WHAT YOU WILL DO: Quote, word for word, every line starting at the line that contains "For every instance of the white wall, the" and ending with the last line of the records; include both of these lines and no others.
################
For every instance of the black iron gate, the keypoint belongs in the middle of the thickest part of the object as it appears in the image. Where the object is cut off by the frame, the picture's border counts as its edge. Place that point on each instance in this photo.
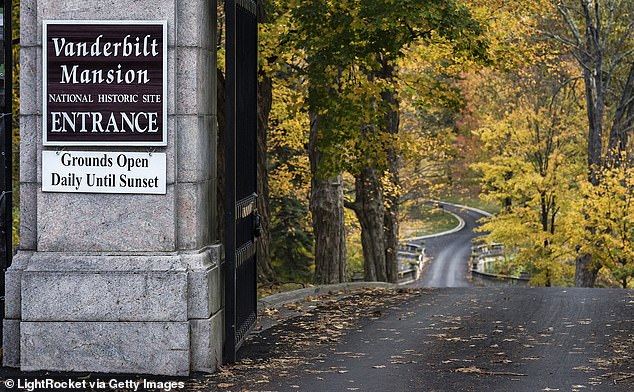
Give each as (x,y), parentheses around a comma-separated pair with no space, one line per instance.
(241,218)
(6,145)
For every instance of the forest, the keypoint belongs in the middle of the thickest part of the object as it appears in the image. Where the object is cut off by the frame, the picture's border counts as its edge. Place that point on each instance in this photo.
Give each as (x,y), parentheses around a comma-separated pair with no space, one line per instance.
(370,108)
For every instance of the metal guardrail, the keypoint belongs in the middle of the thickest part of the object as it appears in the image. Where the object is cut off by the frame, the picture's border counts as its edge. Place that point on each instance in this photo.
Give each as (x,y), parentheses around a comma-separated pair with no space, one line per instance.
(411,258)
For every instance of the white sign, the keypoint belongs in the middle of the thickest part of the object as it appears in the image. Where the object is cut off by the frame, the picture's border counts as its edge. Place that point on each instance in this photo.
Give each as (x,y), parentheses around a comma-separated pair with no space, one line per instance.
(104,172)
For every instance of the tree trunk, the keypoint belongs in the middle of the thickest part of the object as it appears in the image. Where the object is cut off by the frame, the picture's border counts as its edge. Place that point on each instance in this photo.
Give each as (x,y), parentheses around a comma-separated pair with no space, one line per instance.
(265,98)
(369,208)
(585,271)
(220,155)
(326,207)
(392,197)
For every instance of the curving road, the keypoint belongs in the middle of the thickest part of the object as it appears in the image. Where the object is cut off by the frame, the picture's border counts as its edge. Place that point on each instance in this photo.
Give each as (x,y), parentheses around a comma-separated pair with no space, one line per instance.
(450,253)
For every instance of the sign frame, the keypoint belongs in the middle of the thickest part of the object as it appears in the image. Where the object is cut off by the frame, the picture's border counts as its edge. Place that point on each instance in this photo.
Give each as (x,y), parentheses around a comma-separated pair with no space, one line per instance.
(141,173)
(45,58)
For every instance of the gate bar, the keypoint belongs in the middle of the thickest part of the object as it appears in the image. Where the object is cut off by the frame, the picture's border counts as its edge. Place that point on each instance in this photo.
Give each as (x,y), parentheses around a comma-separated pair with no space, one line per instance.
(230,183)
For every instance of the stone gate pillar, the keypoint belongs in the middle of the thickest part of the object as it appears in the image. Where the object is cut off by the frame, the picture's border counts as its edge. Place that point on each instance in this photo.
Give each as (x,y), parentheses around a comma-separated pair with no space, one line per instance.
(110,279)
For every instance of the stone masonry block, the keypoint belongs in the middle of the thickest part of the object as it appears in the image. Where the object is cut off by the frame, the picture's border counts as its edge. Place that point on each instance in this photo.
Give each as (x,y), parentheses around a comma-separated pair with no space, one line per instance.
(30,80)
(122,347)
(206,347)
(30,140)
(28,215)
(28,23)
(196,148)
(11,343)
(196,23)
(109,10)
(196,75)
(105,222)
(193,209)
(13,285)
(102,296)
(205,289)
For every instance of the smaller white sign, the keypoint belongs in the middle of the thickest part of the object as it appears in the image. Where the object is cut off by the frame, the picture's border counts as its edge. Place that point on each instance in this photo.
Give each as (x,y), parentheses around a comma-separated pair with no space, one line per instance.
(104,172)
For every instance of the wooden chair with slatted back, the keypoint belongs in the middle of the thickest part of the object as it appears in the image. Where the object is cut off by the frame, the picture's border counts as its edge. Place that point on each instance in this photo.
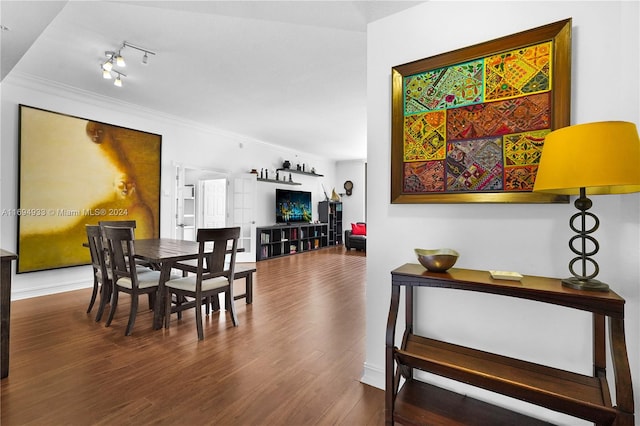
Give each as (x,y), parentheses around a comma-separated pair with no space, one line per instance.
(213,276)
(126,275)
(101,274)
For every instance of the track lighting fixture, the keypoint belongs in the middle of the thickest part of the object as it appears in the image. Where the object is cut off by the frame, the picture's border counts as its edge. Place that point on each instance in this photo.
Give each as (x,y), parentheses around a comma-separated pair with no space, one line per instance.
(116,59)
(118,81)
(120,61)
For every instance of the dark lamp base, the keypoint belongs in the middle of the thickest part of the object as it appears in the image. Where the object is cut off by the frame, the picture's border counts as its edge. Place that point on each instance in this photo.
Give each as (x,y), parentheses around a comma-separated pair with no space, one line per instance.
(588,285)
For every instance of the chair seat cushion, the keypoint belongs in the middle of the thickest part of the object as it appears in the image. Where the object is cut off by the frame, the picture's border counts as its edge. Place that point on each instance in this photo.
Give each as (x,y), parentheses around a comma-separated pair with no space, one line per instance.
(146,279)
(189,283)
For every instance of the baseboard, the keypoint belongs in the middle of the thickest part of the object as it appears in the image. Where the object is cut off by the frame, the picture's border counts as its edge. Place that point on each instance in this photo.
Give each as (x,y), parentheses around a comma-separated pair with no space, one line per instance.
(373,375)
(26,293)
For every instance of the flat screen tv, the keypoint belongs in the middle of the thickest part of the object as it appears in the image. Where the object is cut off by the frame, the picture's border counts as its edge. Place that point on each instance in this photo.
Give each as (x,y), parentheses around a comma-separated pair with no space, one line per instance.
(293,206)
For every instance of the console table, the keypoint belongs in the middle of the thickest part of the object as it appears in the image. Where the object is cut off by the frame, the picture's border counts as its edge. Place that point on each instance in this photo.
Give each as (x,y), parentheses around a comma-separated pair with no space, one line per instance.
(5,309)
(578,395)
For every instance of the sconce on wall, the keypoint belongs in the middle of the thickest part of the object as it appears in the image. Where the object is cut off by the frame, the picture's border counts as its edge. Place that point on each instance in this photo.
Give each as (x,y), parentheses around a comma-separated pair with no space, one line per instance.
(117,59)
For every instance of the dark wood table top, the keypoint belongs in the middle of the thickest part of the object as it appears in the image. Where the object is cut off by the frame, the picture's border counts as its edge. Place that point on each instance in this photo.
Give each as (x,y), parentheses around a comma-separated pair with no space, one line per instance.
(542,289)
(160,250)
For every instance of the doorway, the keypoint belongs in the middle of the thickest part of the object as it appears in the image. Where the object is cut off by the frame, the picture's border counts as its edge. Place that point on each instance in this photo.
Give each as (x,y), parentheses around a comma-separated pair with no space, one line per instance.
(213,199)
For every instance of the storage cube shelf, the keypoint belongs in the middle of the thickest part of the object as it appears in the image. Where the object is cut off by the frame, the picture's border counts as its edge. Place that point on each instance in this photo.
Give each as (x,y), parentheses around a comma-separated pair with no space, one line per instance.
(284,240)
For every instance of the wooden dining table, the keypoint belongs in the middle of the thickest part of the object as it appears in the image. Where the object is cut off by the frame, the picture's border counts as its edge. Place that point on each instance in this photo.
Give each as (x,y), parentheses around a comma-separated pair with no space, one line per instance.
(162,254)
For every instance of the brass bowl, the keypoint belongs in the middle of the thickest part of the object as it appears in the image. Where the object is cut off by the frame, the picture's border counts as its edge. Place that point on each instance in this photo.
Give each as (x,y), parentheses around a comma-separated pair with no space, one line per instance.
(437,260)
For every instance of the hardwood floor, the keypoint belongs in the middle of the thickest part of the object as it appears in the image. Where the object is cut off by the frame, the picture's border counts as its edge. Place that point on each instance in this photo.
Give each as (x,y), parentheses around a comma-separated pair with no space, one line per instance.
(295,359)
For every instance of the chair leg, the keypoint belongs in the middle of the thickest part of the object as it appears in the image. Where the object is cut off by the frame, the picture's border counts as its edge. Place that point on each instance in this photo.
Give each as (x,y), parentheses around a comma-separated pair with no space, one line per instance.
(167,307)
(132,314)
(215,303)
(231,306)
(105,295)
(114,305)
(94,293)
(249,289)
(199,319)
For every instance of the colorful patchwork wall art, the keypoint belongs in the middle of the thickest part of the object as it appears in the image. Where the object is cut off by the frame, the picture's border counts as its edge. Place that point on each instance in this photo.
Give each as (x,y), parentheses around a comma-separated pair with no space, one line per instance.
(469,125)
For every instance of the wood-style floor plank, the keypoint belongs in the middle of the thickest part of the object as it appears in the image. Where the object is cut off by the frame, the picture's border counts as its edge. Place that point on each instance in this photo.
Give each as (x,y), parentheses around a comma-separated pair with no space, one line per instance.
(295,358)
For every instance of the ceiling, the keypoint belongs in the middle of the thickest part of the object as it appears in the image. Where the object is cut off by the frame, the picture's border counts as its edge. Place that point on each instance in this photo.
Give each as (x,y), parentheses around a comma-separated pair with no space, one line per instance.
(289,73)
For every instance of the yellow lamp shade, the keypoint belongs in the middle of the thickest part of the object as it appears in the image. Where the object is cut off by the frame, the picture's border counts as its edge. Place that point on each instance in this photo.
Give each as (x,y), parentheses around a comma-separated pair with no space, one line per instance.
(603,157)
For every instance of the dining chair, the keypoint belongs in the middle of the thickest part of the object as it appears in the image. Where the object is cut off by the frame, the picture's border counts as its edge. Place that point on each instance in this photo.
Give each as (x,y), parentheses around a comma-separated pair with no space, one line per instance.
(125,224)
(214,275)
(127,276)
(101,273)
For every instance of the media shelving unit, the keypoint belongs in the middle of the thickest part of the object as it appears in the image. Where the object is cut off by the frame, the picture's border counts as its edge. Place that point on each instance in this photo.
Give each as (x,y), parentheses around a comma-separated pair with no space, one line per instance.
(579,395)
(331,213)
(285,240)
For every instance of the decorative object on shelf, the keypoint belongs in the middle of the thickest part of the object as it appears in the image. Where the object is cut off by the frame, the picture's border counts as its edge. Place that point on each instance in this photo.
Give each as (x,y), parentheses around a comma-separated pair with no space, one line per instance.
(116,59)
(326,196)
(348,186)
(438,260)
(594,158)
(468,145)
(300,172)
(506,275)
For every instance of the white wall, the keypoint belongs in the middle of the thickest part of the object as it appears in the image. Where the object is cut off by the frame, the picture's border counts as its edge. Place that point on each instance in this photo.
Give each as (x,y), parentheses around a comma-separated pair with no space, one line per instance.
(531,239)
(191,144)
################
EXERCISE RESULT:
For every instance of the white wall, the keypoint belongs in the middle of the thickest part of the object as it appears in the image. Where the object is cut off by the frame, the picture's border counts as its edge. Place that point on each instance in this photo.
Give each as (x,y), parentheses around a comma-separated pair with no space, one line per instance.
(531,239)
(191,144)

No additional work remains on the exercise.